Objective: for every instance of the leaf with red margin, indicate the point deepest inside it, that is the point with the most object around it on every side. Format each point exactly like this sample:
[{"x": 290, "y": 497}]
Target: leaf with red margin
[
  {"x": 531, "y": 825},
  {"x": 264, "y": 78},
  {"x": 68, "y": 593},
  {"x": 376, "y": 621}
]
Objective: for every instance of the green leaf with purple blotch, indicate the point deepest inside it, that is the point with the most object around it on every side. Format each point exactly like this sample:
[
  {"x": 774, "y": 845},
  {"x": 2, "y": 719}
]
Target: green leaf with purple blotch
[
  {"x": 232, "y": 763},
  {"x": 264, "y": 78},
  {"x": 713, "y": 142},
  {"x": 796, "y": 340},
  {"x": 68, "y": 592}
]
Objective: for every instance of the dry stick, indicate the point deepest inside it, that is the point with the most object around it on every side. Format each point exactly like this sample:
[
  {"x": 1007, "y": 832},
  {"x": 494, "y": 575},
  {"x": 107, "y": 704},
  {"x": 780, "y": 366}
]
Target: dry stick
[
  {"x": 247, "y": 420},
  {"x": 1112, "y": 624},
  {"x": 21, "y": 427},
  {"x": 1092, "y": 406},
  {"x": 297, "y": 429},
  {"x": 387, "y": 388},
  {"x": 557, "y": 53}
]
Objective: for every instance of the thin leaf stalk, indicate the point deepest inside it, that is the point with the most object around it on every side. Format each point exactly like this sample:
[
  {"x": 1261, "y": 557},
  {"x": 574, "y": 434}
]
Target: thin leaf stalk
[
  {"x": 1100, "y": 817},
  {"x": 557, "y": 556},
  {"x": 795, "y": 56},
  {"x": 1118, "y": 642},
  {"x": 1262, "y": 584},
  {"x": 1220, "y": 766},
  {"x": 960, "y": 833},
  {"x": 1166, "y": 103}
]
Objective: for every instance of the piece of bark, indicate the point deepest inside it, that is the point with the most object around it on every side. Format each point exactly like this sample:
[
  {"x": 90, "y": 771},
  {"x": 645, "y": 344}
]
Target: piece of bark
+ + + +
Instructions for the task: Repeat exactly, and only, the lines from the one containing "Objective: for every instance of the thin" through the last line above.

Exercise answer:
Objective: for every instance of the thin leaf stalk, indicate the point deepest inside it, that is the point with the most object around it on every side. Format each point exactly like this sample:
[
  {"x": 1261, "y": 557},
  {"x": 574, "y": 434}
]
Target: thin leaf stalk
[
  {"x": 1100, "y": 817},
  {"x": 557, "y": 556},
  {"x": 795, "y": 56},
  {"x": 1118, "y": 642},
  {"x": 1262, "y": 584},
  {"x": 1220, "y": 766},
  {"x": 960, "y": 833},
  {"x": 1166, "y": 103}
]
Objective: for every instance of the piece of bark, indicate the point deepest inside it, that is the point with the most object around it on every side. Format each point exactly like this sample:
[
  {"x": 90, "y": 771},
  {"x": 645, "y": 344}
]
Target: piece of bark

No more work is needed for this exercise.